To do:
Select and copy every line of the listing that contains the string "brick".

Items from a labeling collection
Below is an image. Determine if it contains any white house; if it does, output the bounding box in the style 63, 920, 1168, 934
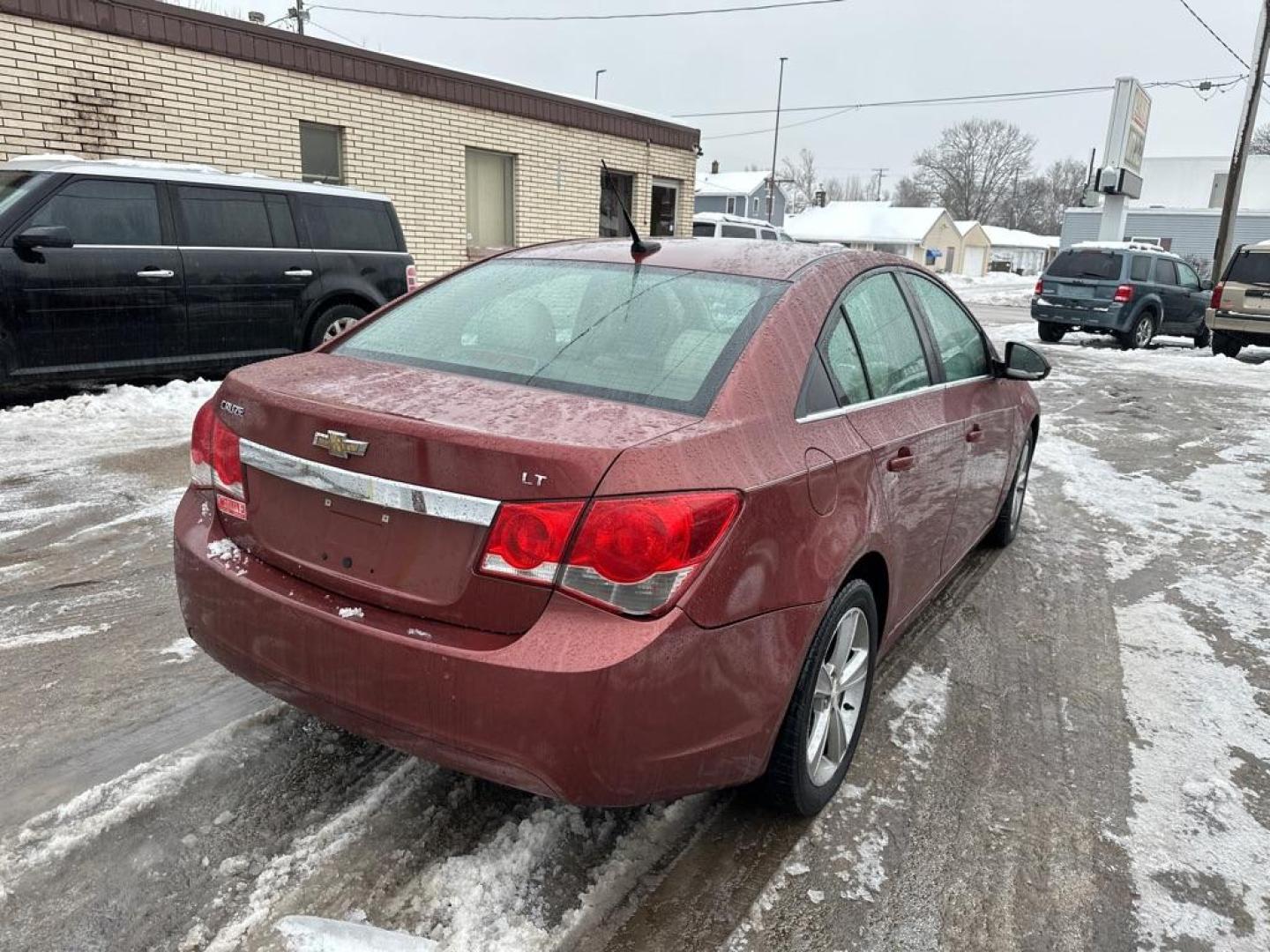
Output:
785, 202, 961, 271
692, 162, 785, 225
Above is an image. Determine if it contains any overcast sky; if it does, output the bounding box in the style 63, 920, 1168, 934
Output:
233, 0, 1270, 182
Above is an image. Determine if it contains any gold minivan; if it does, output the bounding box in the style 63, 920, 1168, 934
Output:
1204, 242, 1270, 357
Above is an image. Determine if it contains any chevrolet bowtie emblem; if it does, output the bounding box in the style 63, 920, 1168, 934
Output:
314, 430, 370, 459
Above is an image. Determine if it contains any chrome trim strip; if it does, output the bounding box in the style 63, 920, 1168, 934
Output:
239, 439, 499, 525
794, 375, 993, 423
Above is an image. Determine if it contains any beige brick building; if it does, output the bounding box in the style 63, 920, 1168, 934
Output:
0, 0, 698, 277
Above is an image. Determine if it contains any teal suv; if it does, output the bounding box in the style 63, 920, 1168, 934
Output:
1031, 242, 1213, 348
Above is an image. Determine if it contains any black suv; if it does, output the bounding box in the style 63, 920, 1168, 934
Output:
0, 158, 414, 389
1031, 242, 1213, 348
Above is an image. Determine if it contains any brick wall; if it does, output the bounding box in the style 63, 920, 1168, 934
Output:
0, 14, 696, 277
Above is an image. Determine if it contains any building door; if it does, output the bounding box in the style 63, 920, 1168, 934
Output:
647, 179, 679, 237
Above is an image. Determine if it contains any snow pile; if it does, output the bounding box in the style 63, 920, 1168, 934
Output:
938, 271, 1036, 307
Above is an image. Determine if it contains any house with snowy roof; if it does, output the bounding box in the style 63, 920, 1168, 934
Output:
692, 161, 785, 225
785, 202, 961, 271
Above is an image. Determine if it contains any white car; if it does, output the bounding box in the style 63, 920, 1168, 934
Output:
692, 212, 794, 242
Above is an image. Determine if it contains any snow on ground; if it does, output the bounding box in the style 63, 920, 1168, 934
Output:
940, 271, 1036, 307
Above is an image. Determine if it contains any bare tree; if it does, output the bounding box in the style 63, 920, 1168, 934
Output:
1250, 123, 1270, 155
913, 119, 1036, 221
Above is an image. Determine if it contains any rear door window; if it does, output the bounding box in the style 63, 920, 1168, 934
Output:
26, 179, 162, 245
1154, 257, 1177, 286
300, 194, 401, 251
176, 185, 278, 248
845, 273, 931, 398
1045, 249, 1124, 280
335, 259, 788, 413
904, 274, 988, 382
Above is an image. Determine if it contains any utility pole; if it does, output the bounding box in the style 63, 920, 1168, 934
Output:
872, 165, 890, 202
1213, 0, 1270, 280
767, 56, 787, 221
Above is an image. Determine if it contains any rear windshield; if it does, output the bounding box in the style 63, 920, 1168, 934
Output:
1045, 249, 1124, 280
1226, 253, 1270, 285
334, 259, 788, 415
0, 170, 43, 214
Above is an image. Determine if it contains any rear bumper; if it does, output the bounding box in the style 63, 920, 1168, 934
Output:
1204, 307, 1270, 346
1031, 297, 1129, 331
174, 490, 822, 806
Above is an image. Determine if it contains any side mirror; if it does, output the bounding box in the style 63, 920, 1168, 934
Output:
997, 340, 1050, 380
12, 225, 75, 250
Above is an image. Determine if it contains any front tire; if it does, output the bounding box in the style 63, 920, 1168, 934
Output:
309, 305, 366, 348
757, 579, 880, 816
984, 433, 1036, 548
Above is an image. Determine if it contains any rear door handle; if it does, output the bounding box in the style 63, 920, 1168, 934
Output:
886, 447, 917, 472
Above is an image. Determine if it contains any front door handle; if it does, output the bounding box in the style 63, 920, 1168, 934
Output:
886, 447, 917, 472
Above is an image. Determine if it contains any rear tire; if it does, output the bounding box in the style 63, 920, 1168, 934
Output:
984, 433, 1036, 548
754, 579, 878, 816
309, 305, 366, 349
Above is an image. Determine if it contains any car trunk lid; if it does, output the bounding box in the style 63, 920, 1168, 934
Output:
219, 354, 698, 634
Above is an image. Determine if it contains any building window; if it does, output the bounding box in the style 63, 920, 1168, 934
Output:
300, 122, 344, 185
600, 171, 635, 237
467, 148, 516, 254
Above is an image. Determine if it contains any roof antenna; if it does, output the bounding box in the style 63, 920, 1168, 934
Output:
600, 159, 661, 257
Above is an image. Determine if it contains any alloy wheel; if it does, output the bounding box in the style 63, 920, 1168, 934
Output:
321, 317, 358, 343
806, 608, 869, 787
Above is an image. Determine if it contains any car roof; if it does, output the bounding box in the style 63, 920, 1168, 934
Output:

Result of the exercise:
Above is an image. Determine if it contains any beige brick building; if it does, output the bounding box in the style 63, 920, 1168, 934
Above is an image. Determine if it contains any brick wall; if it does, output the bounding box in the style 63, 920, 1168, 934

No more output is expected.